Exercise task — Please output exactly the run of lines that starts at the line with "Locate every instance of the dark" and ends at the last line of the records below.

Stored entries:

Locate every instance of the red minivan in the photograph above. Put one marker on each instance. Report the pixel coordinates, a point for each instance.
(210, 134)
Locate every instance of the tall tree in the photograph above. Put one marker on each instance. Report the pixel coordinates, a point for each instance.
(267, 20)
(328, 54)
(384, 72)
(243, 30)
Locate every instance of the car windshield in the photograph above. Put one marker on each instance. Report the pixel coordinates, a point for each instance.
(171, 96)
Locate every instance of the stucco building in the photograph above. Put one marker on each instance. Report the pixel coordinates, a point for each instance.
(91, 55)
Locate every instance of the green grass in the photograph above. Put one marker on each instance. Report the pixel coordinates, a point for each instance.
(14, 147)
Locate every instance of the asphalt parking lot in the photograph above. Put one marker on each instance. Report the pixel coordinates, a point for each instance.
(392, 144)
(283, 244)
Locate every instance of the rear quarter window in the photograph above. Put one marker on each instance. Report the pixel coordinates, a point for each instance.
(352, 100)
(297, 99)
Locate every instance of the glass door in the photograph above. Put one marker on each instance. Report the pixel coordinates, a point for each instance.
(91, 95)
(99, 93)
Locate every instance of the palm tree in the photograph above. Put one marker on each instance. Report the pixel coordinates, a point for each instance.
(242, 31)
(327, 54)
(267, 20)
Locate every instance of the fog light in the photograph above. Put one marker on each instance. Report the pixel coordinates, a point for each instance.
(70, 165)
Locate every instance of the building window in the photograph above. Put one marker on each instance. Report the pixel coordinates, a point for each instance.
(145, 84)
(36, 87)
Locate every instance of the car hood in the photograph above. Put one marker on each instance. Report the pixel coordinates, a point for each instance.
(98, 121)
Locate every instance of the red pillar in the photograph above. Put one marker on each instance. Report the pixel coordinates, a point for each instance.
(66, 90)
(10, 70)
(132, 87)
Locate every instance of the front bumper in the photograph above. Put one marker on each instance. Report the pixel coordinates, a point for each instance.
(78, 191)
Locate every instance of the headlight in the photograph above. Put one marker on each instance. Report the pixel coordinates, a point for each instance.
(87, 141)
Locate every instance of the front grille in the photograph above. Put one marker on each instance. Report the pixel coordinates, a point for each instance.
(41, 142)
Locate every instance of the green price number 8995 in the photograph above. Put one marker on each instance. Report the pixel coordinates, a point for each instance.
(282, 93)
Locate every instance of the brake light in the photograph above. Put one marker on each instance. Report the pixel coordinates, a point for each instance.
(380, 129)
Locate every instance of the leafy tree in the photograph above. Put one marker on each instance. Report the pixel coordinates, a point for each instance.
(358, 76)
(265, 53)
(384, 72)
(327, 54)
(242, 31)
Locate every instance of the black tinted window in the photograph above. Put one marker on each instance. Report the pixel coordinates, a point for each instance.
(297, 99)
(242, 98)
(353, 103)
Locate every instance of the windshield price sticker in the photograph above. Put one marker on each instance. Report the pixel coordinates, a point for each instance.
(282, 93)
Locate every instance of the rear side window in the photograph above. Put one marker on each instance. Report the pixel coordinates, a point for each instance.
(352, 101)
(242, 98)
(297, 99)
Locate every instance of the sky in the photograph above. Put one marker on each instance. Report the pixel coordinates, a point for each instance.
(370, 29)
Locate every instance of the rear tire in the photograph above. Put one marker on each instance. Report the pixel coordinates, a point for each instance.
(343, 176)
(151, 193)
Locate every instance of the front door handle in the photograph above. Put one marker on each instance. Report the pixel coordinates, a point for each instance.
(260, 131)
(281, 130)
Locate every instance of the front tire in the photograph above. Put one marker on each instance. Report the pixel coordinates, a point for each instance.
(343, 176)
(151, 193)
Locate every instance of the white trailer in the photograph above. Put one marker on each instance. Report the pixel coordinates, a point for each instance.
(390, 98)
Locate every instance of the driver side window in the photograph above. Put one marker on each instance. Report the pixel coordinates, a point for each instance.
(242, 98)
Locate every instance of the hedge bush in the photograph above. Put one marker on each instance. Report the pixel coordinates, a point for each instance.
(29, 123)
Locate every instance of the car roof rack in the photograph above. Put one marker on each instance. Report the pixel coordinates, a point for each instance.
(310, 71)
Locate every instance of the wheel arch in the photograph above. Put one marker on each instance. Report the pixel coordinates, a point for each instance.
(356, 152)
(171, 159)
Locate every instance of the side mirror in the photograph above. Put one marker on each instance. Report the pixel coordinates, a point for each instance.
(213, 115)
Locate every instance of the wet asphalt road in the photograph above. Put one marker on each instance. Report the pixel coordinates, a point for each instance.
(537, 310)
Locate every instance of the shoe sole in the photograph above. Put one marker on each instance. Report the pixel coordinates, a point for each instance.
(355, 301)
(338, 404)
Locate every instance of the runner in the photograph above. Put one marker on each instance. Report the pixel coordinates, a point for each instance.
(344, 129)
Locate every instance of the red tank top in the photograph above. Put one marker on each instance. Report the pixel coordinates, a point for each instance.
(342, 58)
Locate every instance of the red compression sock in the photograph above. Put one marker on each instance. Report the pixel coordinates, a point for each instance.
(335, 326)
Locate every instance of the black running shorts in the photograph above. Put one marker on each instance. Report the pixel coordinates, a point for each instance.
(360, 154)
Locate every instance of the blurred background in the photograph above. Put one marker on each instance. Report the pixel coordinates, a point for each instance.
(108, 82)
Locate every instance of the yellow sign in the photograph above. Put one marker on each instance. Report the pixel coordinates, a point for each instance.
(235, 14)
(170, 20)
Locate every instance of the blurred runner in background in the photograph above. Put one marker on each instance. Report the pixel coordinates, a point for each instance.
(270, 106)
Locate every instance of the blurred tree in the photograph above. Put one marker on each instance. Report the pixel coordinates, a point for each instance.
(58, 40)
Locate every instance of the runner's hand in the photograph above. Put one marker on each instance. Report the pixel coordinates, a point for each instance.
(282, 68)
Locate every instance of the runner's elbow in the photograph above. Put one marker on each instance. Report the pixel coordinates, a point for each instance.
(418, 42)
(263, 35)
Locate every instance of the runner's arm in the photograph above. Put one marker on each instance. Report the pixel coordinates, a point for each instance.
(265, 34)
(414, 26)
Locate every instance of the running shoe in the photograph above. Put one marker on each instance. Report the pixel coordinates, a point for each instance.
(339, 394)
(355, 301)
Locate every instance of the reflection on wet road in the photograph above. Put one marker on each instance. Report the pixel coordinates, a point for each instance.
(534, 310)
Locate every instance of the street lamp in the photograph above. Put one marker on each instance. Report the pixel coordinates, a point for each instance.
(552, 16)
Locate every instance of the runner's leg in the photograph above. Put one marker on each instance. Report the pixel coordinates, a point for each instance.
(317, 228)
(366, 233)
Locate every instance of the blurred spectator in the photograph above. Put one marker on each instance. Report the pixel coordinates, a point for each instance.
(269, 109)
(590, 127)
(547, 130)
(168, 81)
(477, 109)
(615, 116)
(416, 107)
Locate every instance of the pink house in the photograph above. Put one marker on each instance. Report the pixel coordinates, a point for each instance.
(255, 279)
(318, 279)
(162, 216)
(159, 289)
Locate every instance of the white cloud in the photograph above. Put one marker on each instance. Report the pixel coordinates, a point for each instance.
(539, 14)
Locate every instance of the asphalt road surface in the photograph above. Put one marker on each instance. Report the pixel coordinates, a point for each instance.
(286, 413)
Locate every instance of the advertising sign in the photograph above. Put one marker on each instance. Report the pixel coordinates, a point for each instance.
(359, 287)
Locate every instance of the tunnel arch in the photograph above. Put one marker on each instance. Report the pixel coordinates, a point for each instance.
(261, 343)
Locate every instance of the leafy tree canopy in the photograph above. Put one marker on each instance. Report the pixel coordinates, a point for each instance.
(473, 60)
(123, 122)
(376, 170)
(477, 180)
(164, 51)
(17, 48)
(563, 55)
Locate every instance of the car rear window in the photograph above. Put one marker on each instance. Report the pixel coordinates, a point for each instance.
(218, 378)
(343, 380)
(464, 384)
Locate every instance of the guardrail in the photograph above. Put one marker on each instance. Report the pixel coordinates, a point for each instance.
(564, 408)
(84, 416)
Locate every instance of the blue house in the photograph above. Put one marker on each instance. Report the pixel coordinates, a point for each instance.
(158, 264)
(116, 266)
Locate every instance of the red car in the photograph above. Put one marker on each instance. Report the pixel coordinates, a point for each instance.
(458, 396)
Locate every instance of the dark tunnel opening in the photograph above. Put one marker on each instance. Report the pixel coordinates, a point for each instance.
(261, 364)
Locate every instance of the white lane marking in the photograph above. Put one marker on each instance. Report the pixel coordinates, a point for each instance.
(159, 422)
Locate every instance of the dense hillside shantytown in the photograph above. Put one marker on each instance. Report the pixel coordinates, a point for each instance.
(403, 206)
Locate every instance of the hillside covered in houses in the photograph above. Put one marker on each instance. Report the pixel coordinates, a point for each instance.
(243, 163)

Answer for this exercise —
Locate every instance of the dark tunnel opening in the photograph above. Put one marker on each instance. Report the pixel coordinates, a point for each instance.
(261, 364)
Locate every instance of the white lane marking in the photograph above. Put one marker on each instance. Report the pixel coordinates, a point for each instance.
(159, 422)
Locate every instance of the dense hillside shantytown in the photograph above. Put one marker on each instance. Report the pixel coordinates, a point for each instance.
(403, 206)
Locate every instance of the hillside covered in houses in the photograph above. Put one marker on each instance. Report the pixel coordinates, a point for each instance.
(243, 163)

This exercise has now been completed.